The data:
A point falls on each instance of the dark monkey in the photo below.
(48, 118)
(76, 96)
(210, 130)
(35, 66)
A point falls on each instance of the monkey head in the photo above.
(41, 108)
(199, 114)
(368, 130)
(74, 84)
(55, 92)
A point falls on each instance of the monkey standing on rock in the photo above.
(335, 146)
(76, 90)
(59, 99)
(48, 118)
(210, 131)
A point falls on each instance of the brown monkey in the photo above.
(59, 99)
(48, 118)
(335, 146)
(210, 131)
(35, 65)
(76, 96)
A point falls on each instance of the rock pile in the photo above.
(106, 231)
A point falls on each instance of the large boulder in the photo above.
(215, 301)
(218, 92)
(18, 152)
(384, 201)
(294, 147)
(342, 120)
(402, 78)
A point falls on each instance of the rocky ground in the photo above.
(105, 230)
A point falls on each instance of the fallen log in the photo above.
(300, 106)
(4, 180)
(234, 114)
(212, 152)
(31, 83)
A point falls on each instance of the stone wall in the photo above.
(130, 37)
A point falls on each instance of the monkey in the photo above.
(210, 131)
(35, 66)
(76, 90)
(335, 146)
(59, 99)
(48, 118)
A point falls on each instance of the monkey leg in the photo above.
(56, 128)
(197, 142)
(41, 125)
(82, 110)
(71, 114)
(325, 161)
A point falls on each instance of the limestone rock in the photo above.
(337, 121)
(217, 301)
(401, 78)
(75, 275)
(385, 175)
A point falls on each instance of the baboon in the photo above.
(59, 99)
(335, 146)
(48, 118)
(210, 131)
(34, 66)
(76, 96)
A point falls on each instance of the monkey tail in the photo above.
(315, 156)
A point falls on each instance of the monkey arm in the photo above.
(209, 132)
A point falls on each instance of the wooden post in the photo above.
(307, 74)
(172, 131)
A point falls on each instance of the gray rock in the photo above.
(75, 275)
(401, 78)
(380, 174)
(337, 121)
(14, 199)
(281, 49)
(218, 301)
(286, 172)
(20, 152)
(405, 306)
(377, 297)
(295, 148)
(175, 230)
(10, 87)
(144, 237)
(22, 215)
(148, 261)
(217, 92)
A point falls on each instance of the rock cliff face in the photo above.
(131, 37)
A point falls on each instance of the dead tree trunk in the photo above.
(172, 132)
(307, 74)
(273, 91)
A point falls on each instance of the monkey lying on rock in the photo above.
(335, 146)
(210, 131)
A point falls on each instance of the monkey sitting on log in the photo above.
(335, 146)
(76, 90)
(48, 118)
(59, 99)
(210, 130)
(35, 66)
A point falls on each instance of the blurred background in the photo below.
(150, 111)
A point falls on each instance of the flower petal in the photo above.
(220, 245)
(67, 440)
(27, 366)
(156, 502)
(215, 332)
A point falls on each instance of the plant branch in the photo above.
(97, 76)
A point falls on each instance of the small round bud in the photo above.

Task details:
Every line in the material must be repeated verbatim.

Reply to the task:
A point falls on each instance of the dark monkey in the photo below.
(48, 118)
(76, 96)
(210, 130)
(35, 66)
A point falls on each instance of the monkey head in the photo above.
(41, 108)
(199, 114)
(368, 130)
(74, 84)
(55, 92)
A point falls on each instance of the monkey standing on rock in the photo above.
(335, 146)
(76, 90)
(59, 99)
(48, 118)
(210, 131)
A point falls on each instance of the brown monkey in the photo above.
(59, 99)
(48, 118)
(335, 146)
(210, 131)
(35, 65)
(76, 96)
A point falls on each instance of the rock pile in the photo above.
(106, 231)
A point falls on each instance of the large boulder in the photo above.
(215, 301)
(218, 92)
(18, 152)
(384, 201)
(294, 147)
(342, 120)
(402, 78)
A point falls on each instance of the rocky ground in the photo above.
(105, 230)
A point falls on each instance of the fallen log in the photo above.
(300, 106)
(4, 180)
(234, 114)
(212, 152)
(31, 83)
A point falls on each instance of the stone wall in the photo above.
(130, 37)
A point falls on each instance of the monkey in the photo above.
(210, 131)
(35, 66)
(76, 90)
(335, 146)
(59, 99)
(48, 118)
A point falls on each instance of the monkey leg in the photo above.
(56, 128)
(197, 142)
(41, 125)
(82, 110)
(71, 114)
(325, 161)
A point falls on each instance of the limestone rock in the photo above.
(337, 121)
(217, 301)
(401, 78)
(75, 275)
(385, 175)
A point falls on each instance of the baboon in the photo above.
(59, 99)
(335, 146)
(48, 118)
(210, 131)
(34, 66)
(76, 96)
A point falls on each instance of the monkey tail in the photo above.
(315, 156)
A point falls on each instance of the monkey arm in the photo above.
(209, 132)
A point falls on each instance of the wooden post in the photo above.
(307, 74)
(172, 131)
A point falls on each instance of the gray rock in the photo above.
(75, 275)
(401, 78)
(380, 174)
(337, 121)
(14, 199)
(281, 49)
(218, 301)
(286, 172)
(20, 152)
(405, 306)
(377, 297)
(295, 148)
(175, 230)
(10, 87)
(144, 237)
(22, 215)
(148, 261)
(217, 92)
A point falls on each instance of the rock cliff face in the photo above.
(131, 37)
A point falls on each instance of the dead tree trunk in the photo above.
(172, 132)
(307, 74)
(273, 91)
A point falls on each instance of the monkey lying on rock in the photo above.
(335, 146)
(210, 131)
A point falls on each instance of the monkey sitting on log in the photo above.
(335, 146)
(76, 90)
(48, 118)
(59, 99)
(210, 130)
(35, 66)
A point falls on each instance of the blurred background in the photo below.
(150, 111)
A point falls on each instance of the flower petal in the photo above.
(220, 245)
(67, 440)
(27, 366)
(156, 502)
(215, 332)
A point falls on each instance of the plant branch in the photo above.
(97, 76)
A point falls on each instance of the small round bud in the photo above.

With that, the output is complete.